**LISTED ENTRIES**
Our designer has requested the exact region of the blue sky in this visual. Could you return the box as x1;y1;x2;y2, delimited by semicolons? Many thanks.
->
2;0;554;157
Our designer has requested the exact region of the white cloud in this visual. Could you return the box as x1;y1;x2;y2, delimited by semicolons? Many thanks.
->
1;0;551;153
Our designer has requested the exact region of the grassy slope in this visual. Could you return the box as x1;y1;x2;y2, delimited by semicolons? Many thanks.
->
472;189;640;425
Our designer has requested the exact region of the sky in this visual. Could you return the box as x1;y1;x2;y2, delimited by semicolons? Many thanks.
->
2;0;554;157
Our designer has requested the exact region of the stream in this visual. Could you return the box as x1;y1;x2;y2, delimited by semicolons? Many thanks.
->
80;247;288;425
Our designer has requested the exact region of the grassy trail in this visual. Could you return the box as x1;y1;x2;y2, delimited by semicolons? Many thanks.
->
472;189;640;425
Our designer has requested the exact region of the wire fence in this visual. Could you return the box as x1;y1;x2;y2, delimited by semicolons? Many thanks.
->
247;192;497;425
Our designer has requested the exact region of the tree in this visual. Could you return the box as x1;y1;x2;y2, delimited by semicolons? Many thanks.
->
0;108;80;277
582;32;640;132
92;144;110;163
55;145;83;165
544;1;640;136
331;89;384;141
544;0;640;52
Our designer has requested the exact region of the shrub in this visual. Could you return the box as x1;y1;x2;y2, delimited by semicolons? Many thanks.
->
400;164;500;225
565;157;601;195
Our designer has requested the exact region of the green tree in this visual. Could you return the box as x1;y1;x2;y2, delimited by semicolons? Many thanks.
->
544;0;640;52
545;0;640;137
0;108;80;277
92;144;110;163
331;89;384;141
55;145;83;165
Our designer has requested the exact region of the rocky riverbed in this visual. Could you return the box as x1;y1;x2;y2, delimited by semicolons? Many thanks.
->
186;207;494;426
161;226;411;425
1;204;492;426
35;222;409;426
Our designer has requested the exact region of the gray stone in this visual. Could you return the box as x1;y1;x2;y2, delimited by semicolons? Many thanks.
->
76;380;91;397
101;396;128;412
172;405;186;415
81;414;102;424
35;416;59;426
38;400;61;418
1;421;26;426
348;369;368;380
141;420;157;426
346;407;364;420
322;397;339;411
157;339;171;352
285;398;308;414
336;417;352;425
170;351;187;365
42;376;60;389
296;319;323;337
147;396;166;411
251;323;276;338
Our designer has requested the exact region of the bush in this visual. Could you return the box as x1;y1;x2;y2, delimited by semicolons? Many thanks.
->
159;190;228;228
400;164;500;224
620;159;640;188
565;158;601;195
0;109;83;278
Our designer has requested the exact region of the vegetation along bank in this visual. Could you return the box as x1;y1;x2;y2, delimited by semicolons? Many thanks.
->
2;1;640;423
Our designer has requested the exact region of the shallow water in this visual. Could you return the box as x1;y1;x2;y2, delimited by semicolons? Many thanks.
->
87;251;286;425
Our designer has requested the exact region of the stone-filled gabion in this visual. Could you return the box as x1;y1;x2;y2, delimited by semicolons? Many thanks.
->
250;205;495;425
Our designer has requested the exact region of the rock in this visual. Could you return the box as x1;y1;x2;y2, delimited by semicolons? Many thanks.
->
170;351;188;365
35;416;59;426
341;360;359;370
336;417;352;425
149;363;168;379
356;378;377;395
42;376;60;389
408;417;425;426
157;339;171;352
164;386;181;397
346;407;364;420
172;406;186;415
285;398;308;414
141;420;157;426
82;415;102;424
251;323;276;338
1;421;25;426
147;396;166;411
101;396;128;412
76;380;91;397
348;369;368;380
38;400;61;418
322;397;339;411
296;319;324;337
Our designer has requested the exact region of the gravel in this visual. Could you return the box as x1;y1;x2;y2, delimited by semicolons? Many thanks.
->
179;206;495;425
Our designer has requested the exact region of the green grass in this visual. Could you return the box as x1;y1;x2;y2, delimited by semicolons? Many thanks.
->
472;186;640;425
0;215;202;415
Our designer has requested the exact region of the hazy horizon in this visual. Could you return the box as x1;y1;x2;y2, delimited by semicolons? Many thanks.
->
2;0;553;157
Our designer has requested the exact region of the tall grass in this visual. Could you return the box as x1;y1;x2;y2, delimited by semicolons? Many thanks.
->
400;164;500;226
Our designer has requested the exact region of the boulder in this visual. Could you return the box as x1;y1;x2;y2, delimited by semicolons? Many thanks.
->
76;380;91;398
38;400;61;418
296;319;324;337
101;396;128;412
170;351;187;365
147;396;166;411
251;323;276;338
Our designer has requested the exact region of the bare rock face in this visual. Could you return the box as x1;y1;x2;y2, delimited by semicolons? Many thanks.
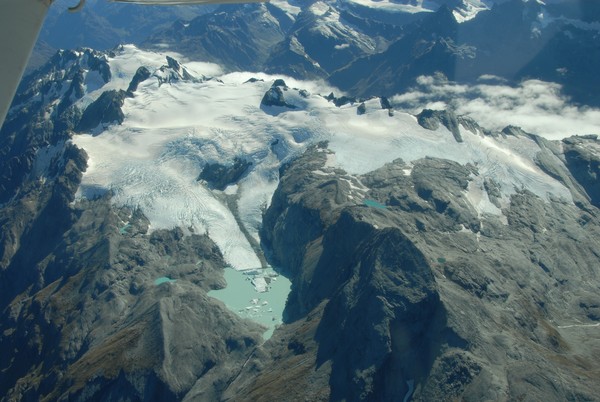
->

**WORK TO BE COMPLETED**
An exact copy of the material above is required, minus its images.

**EXERCISE RESULT**
Our designer has requested the exact region of the blue sky in this visual. Could you return the box as x1;y1;x2;y2, delimited by semicolons? Many thanks.
->
2;0;554;157
Our designer has requested the exact region of the white cloud in this visual. Could you return the box as x1;y1;x2;y2, delimited by semicolons? Many thanks.
->
1;0;551;153
Our designer has requested the exact region of the grassy slope in this visual. Could you return the box as x1;y1;x2;y2, delimited by semicolons? Many thanks.
->
472;189;640;425
Our designer has requested the exact region of the sky in this visual. Could you return the box as x1;y1;x2;y2, delimited by semicolons? Many thanks.
->
2;0;554;157
Our designer has requested the exact region of the stream in this visual. Could you return the box as x1;y1;x2;y2, delimited by semicolons? Many thanks.
->
80;247;288;425
Our designer has requested the exact region of the grassy trail in this visual. Could you return the box as x1;y1;x2;y2, delimited by semicolons? Many thanks.
->
472;189;640;425
Our designer has requested the exact region of the wire fence in this visual. Could you return the box as x1;y1;x2;y2, delimited by semicolons? Many thanks.
->
247;192;497;425
Our designer has requested the exact region of the tree in this visual. Could you return the box as x1;y1;x2;y2, delimited by semicolons? Many thanks.
->
0;108;80;277
582;32;640;132
92;144;110;163
55;145;83;165
544;1;640;136
331;89;384;141
544;0;640;52
Our designer has requested the exact region of the shrub in this visual. Could you return the box as x1;y1;x2;y2, delimited by semicolons? Many thanks.
->
400;164;500;225
565;157;601;195
Our designer has requested the exact region of the green tree in this visual. Could you return the box as x1;y1;x2;y2, delimited by semicolons? Many thanks.
->
544;0;640;52
545;0;640;137
0;108;80;277
92;144;110;163
331;89;384;141
55;145;83;165
Our designer has requested the exact region of the rocky riverbed in this visual. Could you return the box as x1;y1;x2;y2, delimited by semicolons? Many thanks.
->
186;207;494;426
161;226;411;425
1;204;492;426
35;222;409;426
Our designer has requested the exact region of the gray stone in this visual. Could you return the box as x1;y1;x2;y2, delimited by semicolons? Many thanks.
->
76;380;91;397
101;396;128;412
172;405;186;415
81;414;102;424
35;416;59;426
38;400;61;418
1;421;26;426
348;369;368;380
141;420;157;426
346;407;364;420
322;397;339;411
157;339;171;352
285;398;308;414
336;417;352;425
170;351;187;365
42;376;60;389
296;319;323;337
147;396;166;411
251;323;276;338
Our designer has requested the exact region of the bush in this visual. Could you return the box as x1;y1;x2;y2, delimited by semicolons? Many thanks.
->
159;190;228;228
400;164;500;224
620;159;640;188
565;158;601;195
0;109;83;278
Our designer has requested the exact region of the vegetation along bank in this visual. Could you return the box as x1;y1;x2;y2, delimited by semicolons? Many thanks.
->
2;1;640;423
Our designer has requested the exact region of the shallow water in this visual. Could you return the box as x1;y1;x2;y2, delimited by semicolons? Many thanks.
->
87;251;286;425
Our designer has requested the exact region of the stone-filled gabion in this visual. Could you return the box as x1;y1;x2;y2, delimited by semicolons? Many thanks.
->
250;205;495;425
Our designer has requested the exact region of the rock in this visual. Could you return the box as x1;y1;x2;y2, delimited by semicolons? Many thanks.
->
170;351;188;365
35;416;59;426
341;360;359;370
336;417;352;425
149;363;168;379
356;378;377;395
42;376;60;389
408;417;425;426
157;339;171;352
164;386;181;397
346;407;364;420
172;406;186;415
285;398;308;414
141;420;157;426
82;415;102;424
251;323;276;338
1;421;25;426
147;396;166;411
101;396;128;412
76;380;91;397
348;369;368;380
38;400;61;418
322;397;339;411
296;319;324;337
Our designer has requested the exact region of the gravel in this visual. Could you return the box as x1;y1;x2;y2, delimited by semicolons? Many thanks.
->
179;206;495;425
Our designer has requested the exact region of the green grass in this visual. Could you return the box as x1;y1;x2;y2, delimited by semicolons? Many thanks.
->
472;186;640;425
0;215;202;415
Our designer has requested the exact region of the hazy horizon in this visual. Could you return the box as x1;y1;x2;y2, delimited by semicolons? Many thanks.
->
2;0;553;157
Our designer has requested the exact region of the tall grass in this visual. Could you return the box as x1;y1;x2;y2, delimited by semicolons? Many thanks.
->
400;164;500;226
Our designer has requested the exact region of the boulder in this visual. Could you return the box as x1;y1;x2;y2, delimited by semicolons? Many thanks.
->
76;380;91;398
38;400;61;418
296;319;324;337
101;396;128;412
170;351;187;365
147;396;166;411
251;323;276;338
Our designer has requested the exact region of the bare rock face in this visual. Could you return the box as x1;y1;x2;y2, delimited by semicolons? Many thanks.
->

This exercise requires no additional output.